Excerpts from an object detection dataset:
▼

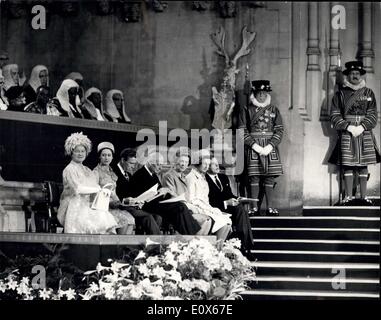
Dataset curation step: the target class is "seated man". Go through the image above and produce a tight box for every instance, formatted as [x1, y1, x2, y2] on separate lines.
[24, 86, 50, 114]
[47, 79, 83, 118]
[5, 86, 25, 111]
[129, 152, 201, 235]
[113, 148, 162, 234]
[163, 152, 212, 235]
[206, 158, 253, 252]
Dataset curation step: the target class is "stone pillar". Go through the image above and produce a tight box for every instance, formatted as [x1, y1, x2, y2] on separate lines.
[321, 2, 343, 121]
[359, 2, 374, 74]
[301, 2, 321, 120]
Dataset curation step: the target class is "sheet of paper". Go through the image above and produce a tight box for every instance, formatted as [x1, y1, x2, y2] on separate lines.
[160, 193, 187, 203]
[135, 183, 159, 202]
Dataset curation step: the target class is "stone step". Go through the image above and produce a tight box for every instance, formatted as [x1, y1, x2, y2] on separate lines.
[251, 227, 380, 241]
[241, 289, 380, 300]
[253, 261, 379, 278]
[250, 216, 380, 229]
[251, 250, 380, 263]
[250, 276, 380, 293]
[254, 238, 380, 253]
[303, 206, 380, 217]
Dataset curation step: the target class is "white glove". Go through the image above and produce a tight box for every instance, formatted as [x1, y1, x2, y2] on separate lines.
[263, 144, 274, 156]
[252, 143, 263, 154]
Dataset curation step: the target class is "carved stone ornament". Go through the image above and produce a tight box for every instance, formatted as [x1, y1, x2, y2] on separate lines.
[211, 26, 256, 130]
[120, 0, 142, 22]
[192, 1, 208, 11]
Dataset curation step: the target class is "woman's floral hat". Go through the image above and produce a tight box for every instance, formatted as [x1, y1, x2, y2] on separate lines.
[65, 132, 92, 156]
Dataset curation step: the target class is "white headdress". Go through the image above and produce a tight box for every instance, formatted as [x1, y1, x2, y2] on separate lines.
[56, 79, 79, 113]
[29, 65, 49, 92]
[104, 89, 131, 122]
[65, 132, 91, 156]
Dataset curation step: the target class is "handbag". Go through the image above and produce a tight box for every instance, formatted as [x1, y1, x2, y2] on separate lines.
[91, 183, 114, 211]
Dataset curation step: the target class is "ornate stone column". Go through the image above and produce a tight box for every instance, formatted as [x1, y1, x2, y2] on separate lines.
[320, 2, 342, 121]
[300, 2, 321, 120]
[358, 2, 374, 73]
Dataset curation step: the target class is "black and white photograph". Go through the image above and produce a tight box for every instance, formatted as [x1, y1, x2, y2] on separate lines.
[0, 0, 381, 304]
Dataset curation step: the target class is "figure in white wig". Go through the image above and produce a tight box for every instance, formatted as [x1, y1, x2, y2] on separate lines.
[47, 79, 83, 118]
[82, 87, 105, 121]
[104, 89, 131, 123]
[57, 132, 117, 234]
[24, 65, 49, 104]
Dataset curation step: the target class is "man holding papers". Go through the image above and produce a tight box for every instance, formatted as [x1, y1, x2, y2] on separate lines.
[127, 152, 201, 235]
[114, 148, 162, 234]
[163, 150, 212, 235]
[206, 158, 253, 253]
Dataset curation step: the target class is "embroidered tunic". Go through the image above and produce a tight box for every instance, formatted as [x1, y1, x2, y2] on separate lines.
[329, 87, 380, 166]
[238, 102, 283, 176]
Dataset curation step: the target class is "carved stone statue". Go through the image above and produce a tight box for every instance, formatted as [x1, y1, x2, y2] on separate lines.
[120, 0, 142, 22]
[192, 1, 208, 11]
[218, 0, 237, 18]
[212, 26, 256, 130]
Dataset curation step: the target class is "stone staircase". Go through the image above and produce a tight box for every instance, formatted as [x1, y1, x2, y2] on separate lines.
[242, 207, 380, 300]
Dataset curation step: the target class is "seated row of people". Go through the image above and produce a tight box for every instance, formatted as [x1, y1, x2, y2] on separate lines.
[58, 133, 253, 254]
[0, 64, 131, 123]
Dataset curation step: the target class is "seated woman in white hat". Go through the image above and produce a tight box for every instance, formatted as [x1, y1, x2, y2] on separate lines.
[93, 142, 135, 234]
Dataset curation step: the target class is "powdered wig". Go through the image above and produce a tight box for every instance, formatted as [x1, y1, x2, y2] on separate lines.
[191, 149, 211, 166]
[65, 132, 92, 156]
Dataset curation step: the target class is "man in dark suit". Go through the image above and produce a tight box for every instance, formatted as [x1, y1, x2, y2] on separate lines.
[114, 148, 162, 234]
[205, 158, 253, 253]
[128, 152, 201, 235]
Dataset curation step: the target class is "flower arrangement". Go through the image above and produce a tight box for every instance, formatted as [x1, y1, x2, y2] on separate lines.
[0, 238, 255, 300]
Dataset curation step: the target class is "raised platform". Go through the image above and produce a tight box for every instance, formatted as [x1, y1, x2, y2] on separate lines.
[0, 232, 216, 271]
[0, 232, 216, 246]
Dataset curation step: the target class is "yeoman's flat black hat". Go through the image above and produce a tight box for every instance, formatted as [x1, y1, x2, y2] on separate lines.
[343, 61, 366, 76]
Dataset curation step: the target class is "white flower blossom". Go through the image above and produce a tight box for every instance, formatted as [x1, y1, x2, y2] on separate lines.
[135, 250, 146, 261]
[111, 261, 129, 272]
[89, 282, 99, 292]
[66, 288, 76, 300]
[0, 280, 7, 293]
[146, 256, 160, 267]
[138, 263, 149, 277]
[20, 277, 29, 286]
[7, 278, 18, 290]
[128, 285, 144, 299]
[39, 288, 51, 300]
[152, 266, 165, 279]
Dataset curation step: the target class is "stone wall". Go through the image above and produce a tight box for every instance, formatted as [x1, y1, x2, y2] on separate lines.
[1, 1, 381, 213]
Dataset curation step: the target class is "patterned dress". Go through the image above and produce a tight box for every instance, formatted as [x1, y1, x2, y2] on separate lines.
[329, 87, 380, 167]
[238, 102, 283, 176]
[93, 164, 135, 227]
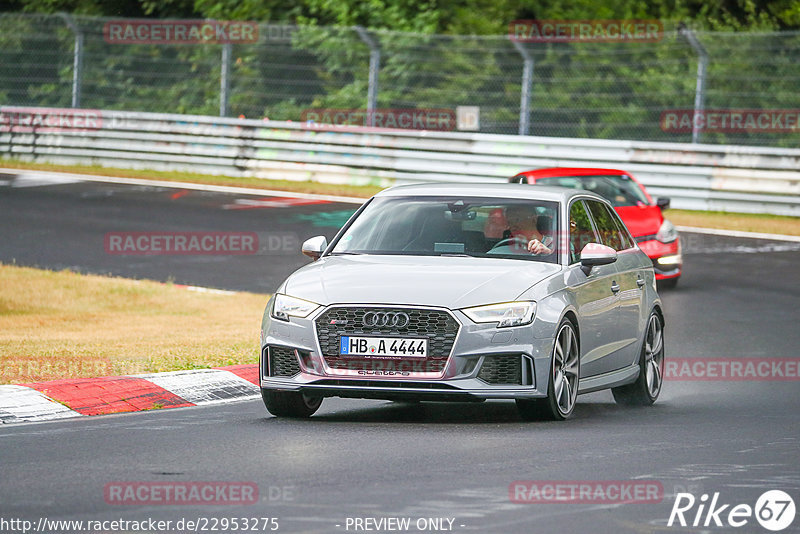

▲

## Written instruction
Reproduce all of the items above verbatim, leaving out the pictures.

## Reply to the task
Dataset curation step: the target class is "seated man". Go through the image above and produce a tight box for every instance, formatted as [x1, y1, x2, y2] on separate lines.
[24, 86, 50, 114]
[47, 79, 83, 118]
[5, 86, 25, 111]
[129, 152, 201, 235]
[113, 148, 162, 234]
[163, 152, 212, 235]
[206, 158, 253, 252]
Dataset curation step: the target class is "stone pillar". Go through the image above and produce a tight box for every instance, formatted as [x1, y1, x2, y2] on separate lines.
[321, 2, 343, 121]
[359, 2, 374, 74]
[301, 2, 321, 120]
Dataset curation step: the target class is "sheet of paper". Go through the image above and produce a tight box for every instance, formatted as [x1, y1, x2, y2] on separate lines.
[160, 193, 187, 203]
[135, 183, 159, 202]
Dataset curation step: the target class is "stone step". Go through the image above and produce a tight box for every instance, formatted as [x1, y1, x2, y2] on separate lines.
[251, 227, 380, 241]
[241, 289, 380, 300]
[253, 261, 379, 278]
[250, 216, 380, 229]
[251, 250, 380, 263]
[250, 276, 380, 293]
[254, 238, 380, 253]
[303, 206, 380, 217]
Dataset curation step: the target class is "white glove". Go through the image above and produce a tight box for every instance, formatted as [x1, y1, x2, y2] on separate lines.
[263, 144, 274, 156]
[252, 143, 263, 154]
Dataset curation step: the target class is "carved stone ornament". Go through the image above and produce a tight box for every instance, formatted as [x1, y1, x2, y2] on separate lines.
[211, 26, 256, 130]
[120, 0, 142, 22]
[192, 1, 208, 11]
Dataset curation step: the target class is "woman's floral hat". Go through the image above and produce a tight box for every instance, formatted as [x1, y1, x2, y2] on separate lines.
[65, 132, 92, 156]
Dataset curation step: the target class is "white headdress". Go through the image above and produce a tight box for every instance, formatted as [x1, y1, x2, y2] on separate lines.
[56, 79, 79, 113]
[29, 65, 49, 92]
[104, 89, 131, 122]
[65, 132, 91, 156]
Dataset curation step: the target class is "handbag". Go through the image above and produce a tight box for every instance, formatted as [x1, y1, x2, y2] on separate lines.
[91, 183, 114, 211]
Dataset curation step: the target class is "ornate stone column". Go through the image above and produce a tight box for every instance, formatted as [x1, y1, x2, y2] on separate lines.
[320, 2, 342, 121]
[300, 2, 321, 120]
[358, 2, 374, 73]
Dataset curation step: the target class is "black and white photograph". Go through the image above and produce a tight box for every instance, formatted as [x1, y1, x2, y2] on separate lines.
[0, 0, 381, 304]
Dataset curation step: the target class is "figure in white wig". Go through the image above and produce a tight box for every instance, formatted as [x1, y1, x2, y2] on separate lines.
[47, 79, 83, 118]
[82, 87, 105, 121]
[104, 89, 131, 123]
[57, 132, 117, 234]
[24, 65, 49, 104]
Dataset curation step: the target class is "man holding papers". Go through the image above and produce a tight box for every instance, formatted as [x1, y1, x2, y2] on separate lines.
[127, 152, 201, 235]
[114, 148, 162, 234]
[163, 150, 212, 235]
[206, 158, 253, 253]
Dataset curation step: the target class is "embroidered tunic". Go through the image above and produce a tight box for every instance, formatted as [x1, y1, x2, y2] on separate lines.
[329, 87, 380, 166]
[238, 102, 283, 176]
Dataset curation step: the target class is "carved stone statue". Go through the image above and produce a tight box for every instance, formatted as [x1, y1, x2, y2] on separate lines.
[120, 0, 142, 22]
[192, 1, 208, 11]
[218, 0, 237, 18]
[212, 26, 256, 130]
Dataset curation step: the target class is "stone staircase". Go through the image above and produce a tight box for every instance, formatted as [x1, y1, x2, y2] on separate lines.
[242, 207, 380, 300]
Dataset curation step: the target class is "seated row of people". Go through the image above and produce a tight box for every instance, formatted as [x1, y1, x2, y2] on separate lines.
[58, 133, 253, 254]
[0, 64, 131, 123]
Dataset curation step: the target class is "seated woman in white hat". Go through the image above and produce a tight box for every instance, formatted as [x1, y1, x2, y2] on separate lines.
[93, 142, 135, 234]
Dataset curation step: the target class is "powdered wig". Go through the image above and produce a tight box for every instance, formatted as [x1, y1, x2, y2] on separate lines.
[191, 149, 211, 166]
[65, 132, 92, 156]
Dataset curation step: the target class is "man in dark suit". Go through the image above and produce a tight box for every instance, formatted as [x1, y1, x2, y2] on separate lines.
[114, 148, 162, 234]
[205, 158, 253, 253]
[128, 152, 201, 235]
Dataset curation step: the target class is "flower arrangement". Go through the image above and produce a tight box for every instance, formatted as [x1, y1, x2, y2] on separate lines.
[0, 238, 255, 300]
Dataset curation step: the target class is "raised platform". Go through the image above and produce a tight box for every instance, formatted as [x1, y1, x2, y2] on separate lines.
[0, 232, 216, 271]
[0, 232, 216, 246]
Dataset curation step: the target class is "yeoman's flat black hat". Go through the image above and produce a tight box for every instance, formatted as [x1, y1, x2, y2] on separate lines.
[343, 61, 366, 76]
Dataset curation step: the target class is "white flower blossom". Go through the image above and produce a tight box for every instance, formatted as [x1, y1, x2, y2] on separate lines.
[135, 250, 146, 261]
[111, 261, 129, 272]
[89, 282, 99, 292]
[66, 288, 76, 300]
[0, 280, 7, 293]
[146, 256, 160, 267]
[138, 263, 149, 277]
[20, 277, 29, 286]
[7, 278, 18, 290]
[128, 285, 144, 299]
[39, 288, 51, 300]
[152, 266, 165, 279]
Dataset curation step: the target class is "stone wall". Go through the image above and produce a tight box for every instance, formatted as [x1, y1, x2, y2] on separate lines.
[1, 1, 381, 213]
Dataset curation step: the target class is "patterned dress". Go through the image above and produce a tight box for every instance, formatted as [x1, y1, x2, y2] on separate lines.
[329, 87, 380, 167]
[238, 102, 283, 176]
[93, 164, 135, 227]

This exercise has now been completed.